## WHAT THE TASK REQUIRES
Return these lines unchanged.
** start of EXERCISE INPUTS **
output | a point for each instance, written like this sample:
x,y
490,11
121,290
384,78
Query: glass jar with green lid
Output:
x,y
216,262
** end of EXERCISE INPUTS **
## WRITTEN ANSWER
output | a point for each instance, written like this sample:
x,y
490,11
121,290
384,78
Query: glass jar with green lid
Output:
x,y
216,262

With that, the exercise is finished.